_Exercise aim_. Rewrite all of the data below as a two-column CSV with the headers "instruction" and "points", one row per item. Put the instruction text and its answer each in a single quoted field, replace line breaks with spaces, and omit the pictures.

_Records for the task_.
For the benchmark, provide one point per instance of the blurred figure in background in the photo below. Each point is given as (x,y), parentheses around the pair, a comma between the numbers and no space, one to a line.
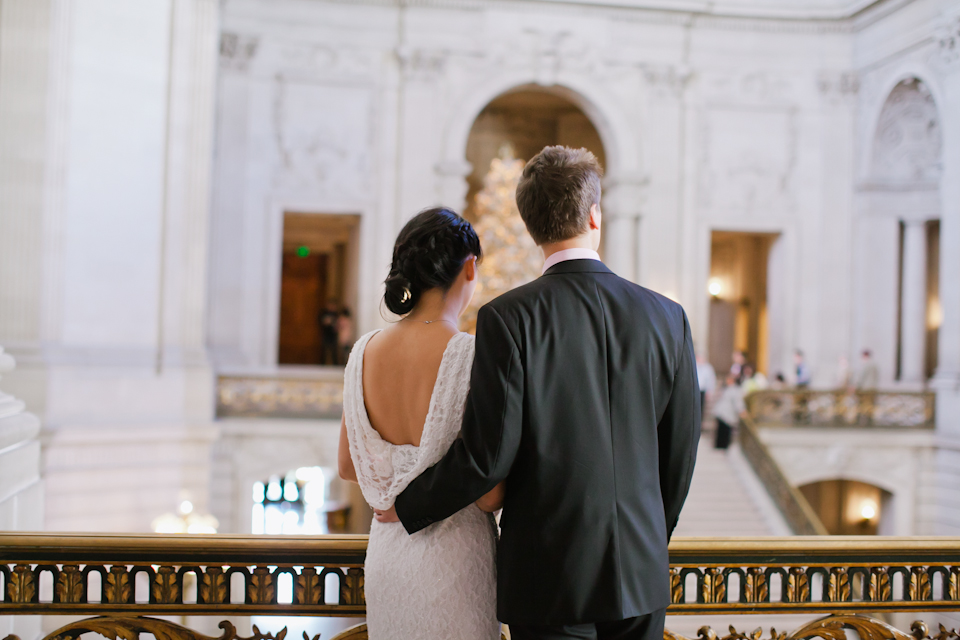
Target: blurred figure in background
(753,380)
(868,377)
(344,334)
(739,359)
(801,369)
(707,378)
(728,410)
(843,373)
(329,353)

_Written solution_.
instruction,points
"For the benchmark, provide one point per instance of the blurred figure in background in the photo below. Each point is given as (x,y), parentheses around the pair, a comma between the numbers and no space, one to a line. Target: blurred figure in background","(753,380) (868,377) (344,334) (739,359) (801,369) (707,378) (728,410) (843,373) (329,353)"